## TASK GOAL
Produce a verbatim copy of the following records, leaving out all pictures.

## DATA IN THIS EXERCISE
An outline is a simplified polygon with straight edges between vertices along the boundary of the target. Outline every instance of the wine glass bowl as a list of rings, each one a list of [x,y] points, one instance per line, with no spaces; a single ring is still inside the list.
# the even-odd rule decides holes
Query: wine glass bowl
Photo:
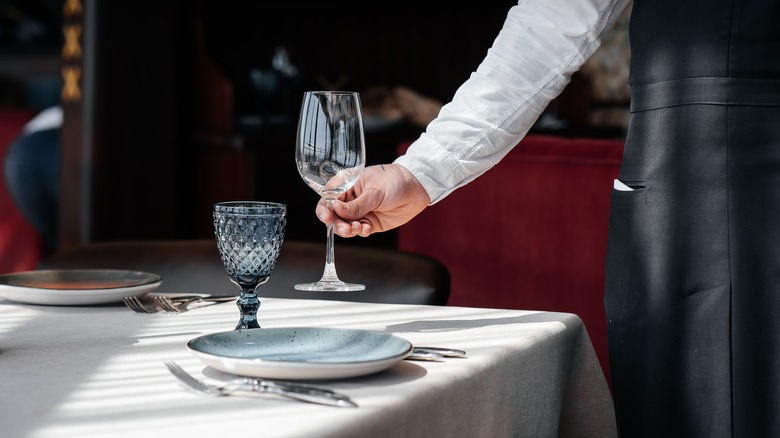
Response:
[[[274,202],[214,204],[214,236],[230,281],[241,288],[236,330],[259,328],[257,288],[268,281],[282,249],[287,206]]]
[[[333,201],[360,179],[366,165],[360,95],[351,91],[307,91],[303,95],[295,141],[301,178],[333,211]],[[298,290],[356,291],[362,284],[338,278],[333,250],[333,221],[328,224],[325,270],[319,281],[296,284]]]

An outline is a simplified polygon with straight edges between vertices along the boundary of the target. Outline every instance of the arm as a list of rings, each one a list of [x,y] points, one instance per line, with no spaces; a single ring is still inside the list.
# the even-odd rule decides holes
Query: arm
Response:
[[[378,178],[366,169],[347,202],[334,204],[336,233],[368,236],[400,226],[493,167],[596,51],[627,2],[520,0],[477,70],[393,172]],[[317,214],[330,218],[322,206]]]

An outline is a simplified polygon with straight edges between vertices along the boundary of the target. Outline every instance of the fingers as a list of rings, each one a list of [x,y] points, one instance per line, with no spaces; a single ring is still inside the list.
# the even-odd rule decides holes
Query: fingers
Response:
[[[341,237],[368,237],[371,235],[371,224],[358,221],[336,220],[334,232]]]
[[[317,215],[317,219],[323,224],[330,223],[330,220],[333,217],[333,213],[331,213],[330,209],[325,205],[324,199],[320,199],[320,202],[317,203],[314,213]]]
[[[338,208],[338,210],[345,210],[346,208],[348,210],[343,204],[345,203],[335,201],[333,203],[334,209]],[[336,207],[336,205],[339,205],[340,207]],[[373,226],[369,221],[349,220],[340,217],[338,214],[334,215],[325,205],[324,200],[320,200],[320,202],[317,203],[315,213],[320,222],[326,225],[333,220],[333,232],[341,237],[368,237],[373,233]]]
[[[355,214],[357,202],[336,201],[333,211],[336,213],[335,233],[342,237],[368,237],[373,227],[368,218]]]
[[[333,211],[336,213],[336,216],[342,219],[358,220],[363,216],[360,212],[363,204],[364,202],[357,199],[349,202],[336,201],[333,203]]]

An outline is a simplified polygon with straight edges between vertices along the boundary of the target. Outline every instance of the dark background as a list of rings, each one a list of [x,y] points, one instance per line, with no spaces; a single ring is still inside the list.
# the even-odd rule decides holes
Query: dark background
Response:
[[[516,2],[83,0],[63,16],[64,4],[0,3],[0,103],[57,103],[62,29],[81,26],[83,57],[67,62],[80,63],[83,93],[64,105],[62,138],[70,246],[210,237],[211,205],[235,199],[286,203],[286,238],[324,243],[317,196],[293,161],[301,93],[404,86],[445,103]],[[274,68],[280,50],[294,74]],[[576,77],[554,104],[569,121],[560,134],[604,134],[577,129],[588,100]],[[422,129],[370,129],[368,164],[392,161]],[[394,246],[395,236],[343,243]]]

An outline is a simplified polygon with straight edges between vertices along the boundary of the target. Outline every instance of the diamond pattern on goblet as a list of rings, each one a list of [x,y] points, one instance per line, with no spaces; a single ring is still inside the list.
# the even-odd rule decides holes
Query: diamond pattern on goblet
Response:
[[[284,225],[278,216],[217,214],[217,247],[228,276],[268,277],[279,258]]]

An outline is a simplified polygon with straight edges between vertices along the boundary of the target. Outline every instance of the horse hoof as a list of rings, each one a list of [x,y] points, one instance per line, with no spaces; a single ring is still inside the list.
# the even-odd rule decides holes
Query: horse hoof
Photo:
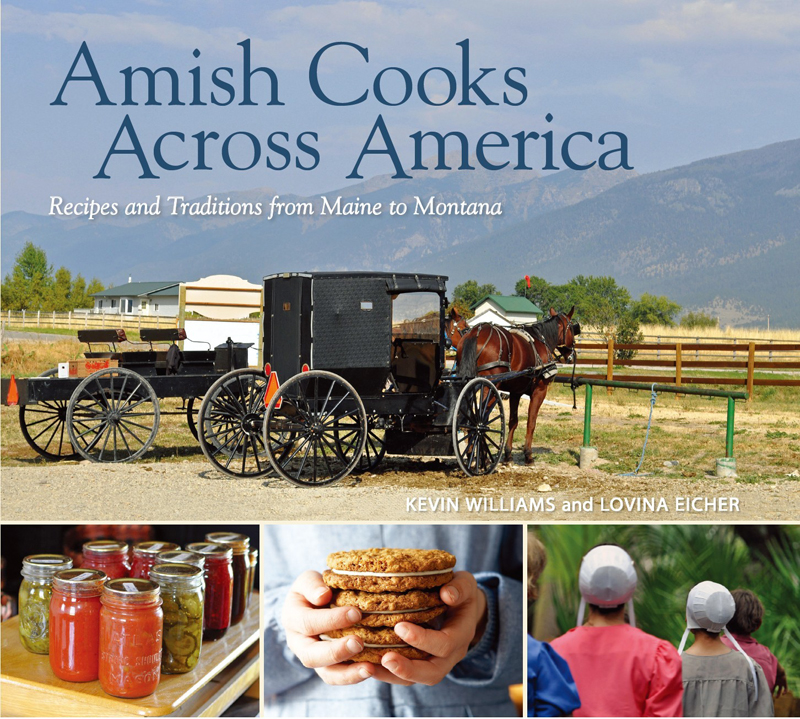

## ANSWER BELOW
An outline is a simplified polygon with straight edges between vertices along the boundary of the target. Outline every instance of the wine glass bowl as a list of rings, each one a list of [x,y] points, one instance per line, with no spaces; a single ring is still inside the list.
# the even-odd rule decides holes
Query: wine glass bowl
Photo:
Response:
[[[274,202],[214,204],[214,236],[230,281],[241,288],[236,330],[259,328],[257,288],[268,281],[282,249],[287,206]]]
[[[333,201],[360,179],[366,165],[360,95],[351,91],[307,91],[303,95],[295,141],[301,178],[333,211]],[[298,290],[356,291],[362,284],[338,278],[333,250],[333,221],[328,224],[325,270],[319,281],[296,284]]]

An outline is a simplified polygon with straight edges between vertices along the boundary of the target. Outline every instance of the arm as a list of rings, each one a list of [x,y] points, one instance per line, with no spaces; a single ring is still inside the list.
# the even-odd rule decides holes
Query: arm
Response:
[[[378,178],[366,169],[347,202],[334,204],[336,233],[368,236],[400,226],[493,167],[596,51],[627,2],[520,0],[477,70],[393,172]],[[317,214],[330,218],[322,206]]]

An outline is a simplified polygon with straight edges between vertices along the boundary of the target. Outline every instance of the fingers as a list of rings, each one a list of [x,y] points, one instance per line, with no spaces; a single ring is still inside the list.
# the even-odd rule decides holes
Query: fingers
Response:
[[[341,237],[368,237],[371,235],[371,224],[358,221],[336,220],[334,232]]]
[[[317,215],[317,219],[323,224],[330,223],[330,220],[333,217],[333,213],[331,213],[330,209],[325,205],[324,199],[320,199],[320,202],[317,203],[314,213]]]
[[[338,208],[338,210],[345,210],[346,208],[348,210],[343,204],[345,203],[335,201],[333,203],[334,209]],[[336,207],[336,205],[339,205],[340,207]],[[373,226],[369,221],[349,220],[340,217],[338,214],[334,215],[325,205],[324,200],[320,200],[320,202],[317,203],[315,213],[320,222],[326,225],[333,220],[333,232],[341,237],[368,237],[373,233]]]
[[[355,214],[357,202],[336,201],[333,211],[336,213],[335,233],[342,237],[368,237],[373,227],[368,218]]]
[[[333,211],[336,213],[336,216],[342,219],[358,220],[363,216],[360,212],[363,204],[364,202],[357,199],[349,202],[336,201],[333,203]]]

An outline is a simplified polygon with straight edges between vertices along the boundary of the target. Outline every instance of the dark background as a list of rings, each one a list of [x,y] points, one instance per line, with no spaces; a single ring is still inside the list.
# the even-odd rule decides holes
Query: dark background
Response:
[[[516,2],[83,0],[63,16],[64,4],[0,3],[0,103],[57,103],[62,29],[81,26],[83,57],[67,62],[80,63],[83,93],[64,105],[62,138],[70,246],[210,237],[211,205],[235,199],[286,203],[286,238],[324,243],[317,196],[293,161],[301,93],[404,86],[445,103]],[[274,68],[280,50],[294,74]],[[576,77],[554,104],[569,121],[560,134],[604,134],[577,129],[588,100]],[[422,129],[370,129],[368,164],[392,161]],[[394,246],[395,236],[343,243]]]

An outline is a simplified polygon with straight edges between vertices along the boundary of the target. Outline every instance of the diamond pattern on goblet as a list of rings, each one a list of [x,y] points, one instance per line, with no spaces; a single ring is still inside the list.
# the even-odd rule decides holes
Query: diamond pattern on goblet
Response:
[[[284,225],[278,216],[217,214],[217,247],[228,276],[268,277],[279,258]]]

An outline is a simplified polygon with straight edges between vertices along the boundary of the target. Outline every instance of the horse hoof as a list of rings, each one a list of [x,y] points, one instance per line, with no spaces; a single ring is still inside the list.
# the even-odd rule decides holes
Query: horse hoof
Photo:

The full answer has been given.